Güncel sanatın uluslararası karaktere büründüğü günümüzde müzeler kendini nasıl yeniliyor? Bu kurumlar Batı merkezli sanat tarihini sorgulamak için neler yapabilir? Müzeler üstü örtülmüş kültürel tarihleri görünür kılacağına bunlar içindeki devamlılıkları ve devamsızlıkları sorgularsa yeni sanat tarihi okumaları mümkün olabilir
Yazı: Özge Ersoy
Son 20 senedir sanat kurumları tarihi bir değişim geçiriyor. Hızla gelişen medya teknolojilerinin ve küreselleşen neoliberal ekonomilerin etkilerini bienallerin, müzelerin ve sanat piyasalarının artan sayısı ve farklı coğrafyalara yayılmaları üzerinden okumak mümkün. New York’taki New Musem’un, Independent Curators International ve CUNY Sanat Tarihi Doktora Programı tarafından Mart ayında düzenlenen The Now Museum konferansının çıkış noktasında da benzer bir okuma yer alıyor. Etkinliğin masaya yatırdığı sorular şunlar: Müzeler küreselleşme olarak tanımlanan gelişmelere nasıl cevap veriyor? Bu süreçte güncel sanat müzelerinin sanat tarihiyle ilişkisi nasıl değişiyor? Sanat müzeleri Batı merkezli sanat tarihini sorgulamak için neler yapabilir?
1997’de açılan Guggenheim Bilbao Müzesi, büyüyen ve yayılmacı bir politika izleyen kurumlara verilen örneklerin başında geliyor. Son 15 sene içinde New York merkezli Solomon R. Guggenheim Vakfı, farklı gelir modelleri yaratarak, izleyici kitlesini büyüterek, koleksiyon yönetimini yarı-özerk uydu müzelerle paylaşarak kendini farklı bir yerde konumlandırmayı başardı. Bilbao’nun bir cazibe merkezi haline gelmesinde, şehre yapılan finansal ve kültürel yatırımda müzenin payı yadsınamayacak kadar büyük. Ancak sanat, mimari, turizm ve kentsel kalkınmanın iç içe geçtiği bu model sayısız eleştiriye maruz kalıyor. Guggenheim Bilbao’ya yönelik eleştiriler, Bask bölgesinde sanata ayrılan yerel fonların tek kuruma aktarılması ve yerel sanatçıların müze programlarına nadiren dahil edilmesinin üzerinde duruyor. Koleksiyonun ve sergilerin, müze binasının Frank Gehry’nin imzasını taşıyan mimarisi tarafından gölgelenmesi ise eleştirilerin ele aldığı diğer önemli konu. Bu yüzden Guggenheim Bilbao güncel sanat müzelerine dair büyük beklentiler içine girmememizi öğütleyenlerin referans verdiği ilk kurumlardan biri olmaya devam ediyor. Ancak benzer müzelerin yeni coğrafyalara açılmaları farklı şekillerde de gerçekleşebiliyor.

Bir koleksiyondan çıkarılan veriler
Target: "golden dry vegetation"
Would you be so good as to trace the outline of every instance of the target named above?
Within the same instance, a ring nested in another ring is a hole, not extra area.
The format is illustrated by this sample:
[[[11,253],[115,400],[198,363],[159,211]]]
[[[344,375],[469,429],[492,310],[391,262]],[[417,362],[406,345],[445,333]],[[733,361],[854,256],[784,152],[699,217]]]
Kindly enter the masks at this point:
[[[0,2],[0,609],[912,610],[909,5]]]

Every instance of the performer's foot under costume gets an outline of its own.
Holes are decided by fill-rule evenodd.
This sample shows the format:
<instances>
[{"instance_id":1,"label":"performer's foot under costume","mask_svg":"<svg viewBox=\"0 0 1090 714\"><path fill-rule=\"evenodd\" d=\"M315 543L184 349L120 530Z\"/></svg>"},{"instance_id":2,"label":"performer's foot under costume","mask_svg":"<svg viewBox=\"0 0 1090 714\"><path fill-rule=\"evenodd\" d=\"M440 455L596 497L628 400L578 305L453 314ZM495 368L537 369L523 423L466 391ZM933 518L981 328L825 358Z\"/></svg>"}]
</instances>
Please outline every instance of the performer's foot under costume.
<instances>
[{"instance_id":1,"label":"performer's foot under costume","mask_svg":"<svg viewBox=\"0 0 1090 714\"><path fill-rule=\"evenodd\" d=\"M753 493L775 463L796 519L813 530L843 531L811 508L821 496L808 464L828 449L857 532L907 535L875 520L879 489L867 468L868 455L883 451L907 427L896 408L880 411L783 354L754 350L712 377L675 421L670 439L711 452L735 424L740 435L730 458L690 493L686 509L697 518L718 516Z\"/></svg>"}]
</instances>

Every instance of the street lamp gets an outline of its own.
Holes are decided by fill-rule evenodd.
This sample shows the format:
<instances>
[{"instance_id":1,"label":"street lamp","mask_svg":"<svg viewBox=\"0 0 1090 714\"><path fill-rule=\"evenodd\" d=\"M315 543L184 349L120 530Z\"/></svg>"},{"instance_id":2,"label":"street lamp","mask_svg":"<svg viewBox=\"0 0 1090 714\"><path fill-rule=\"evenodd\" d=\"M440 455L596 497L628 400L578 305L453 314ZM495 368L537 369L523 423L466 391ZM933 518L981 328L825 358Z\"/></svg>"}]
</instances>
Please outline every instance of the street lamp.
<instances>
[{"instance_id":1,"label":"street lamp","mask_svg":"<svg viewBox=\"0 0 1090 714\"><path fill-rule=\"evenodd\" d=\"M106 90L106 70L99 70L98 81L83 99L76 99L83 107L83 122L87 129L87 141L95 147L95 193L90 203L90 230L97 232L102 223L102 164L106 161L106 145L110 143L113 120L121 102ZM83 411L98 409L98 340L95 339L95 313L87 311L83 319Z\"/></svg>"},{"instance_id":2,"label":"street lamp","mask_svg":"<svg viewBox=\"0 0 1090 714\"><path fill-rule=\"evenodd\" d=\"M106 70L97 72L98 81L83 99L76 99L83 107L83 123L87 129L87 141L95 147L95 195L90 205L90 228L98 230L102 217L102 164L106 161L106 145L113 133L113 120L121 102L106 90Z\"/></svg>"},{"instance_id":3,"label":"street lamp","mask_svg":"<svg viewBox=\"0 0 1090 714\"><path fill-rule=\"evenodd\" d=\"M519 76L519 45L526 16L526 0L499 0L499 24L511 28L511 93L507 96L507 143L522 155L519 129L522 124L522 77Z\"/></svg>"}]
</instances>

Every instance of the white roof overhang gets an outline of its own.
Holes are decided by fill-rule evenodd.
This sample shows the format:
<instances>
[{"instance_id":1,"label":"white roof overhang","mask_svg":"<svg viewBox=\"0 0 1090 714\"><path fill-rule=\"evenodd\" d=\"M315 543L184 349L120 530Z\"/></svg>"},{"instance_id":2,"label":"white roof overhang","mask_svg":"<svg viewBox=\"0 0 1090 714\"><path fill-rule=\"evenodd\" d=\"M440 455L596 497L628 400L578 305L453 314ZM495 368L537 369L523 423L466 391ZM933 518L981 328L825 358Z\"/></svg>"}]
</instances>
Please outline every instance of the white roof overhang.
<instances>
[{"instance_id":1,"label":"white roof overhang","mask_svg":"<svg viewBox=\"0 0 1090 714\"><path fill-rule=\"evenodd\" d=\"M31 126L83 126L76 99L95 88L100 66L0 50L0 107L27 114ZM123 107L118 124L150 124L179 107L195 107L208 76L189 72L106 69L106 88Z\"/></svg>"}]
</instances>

» Yapılacak görevler:
1. Aşağıdaki ifadelerin müzeler üzerine yazıyla uyuşup uyuşmadığını belirtin: (a) Guggenheim Bilbao Müzesi 1997'de açıldı. (b) The Now Museum konferansı ekim ayında düzenlendi. (c) Müze binasının mimarisi Frank Gehry'nin imzasını taşıyor. Her yanıtı evet ya da hayır olarak verin ve yazıdan belirleyici sözcükleri aynen alıntılayın.
2. Müzeler üzerine yazıya göre Guggenheim Bilbao, güncel sanat müzelerinden büyük beklentiler içine girmememizi öğütleyenlerin neden ilk başvurduğu kurumlardan biridir? Lütfen bir ila üç cümleyle açıklayın.
3. Müzeler üzerine yazıda New York merkezli olduğu belirtilen vakıf hangisidir?

» Yanıtlar:
1.
(a) Evet: "1997’de açılan Guggenheim Bilbao Müzesi"
(b) Hayır: "Mart ayında düzenlenen The Now Museum konferansının"
(c) Evet: "Frank Gehry’nin imzasını taşıyan mimarisi"

2. Bunun nedeni müzeye yöneltilen eleştirilerdir: Bask bölgesinde sanata ayrılan yerel fonlar tek kuruma aktarılmakta ve yerel sanatçılar müze programlarına nadiren dahil edilmektedir. Ayrıca koleksiyon ve sergiler, müze binasının Frank Gehry imzalı mimarisinin gölgesinde kalmaktadır.

3. Solomon R. Guggenheim Vakfı.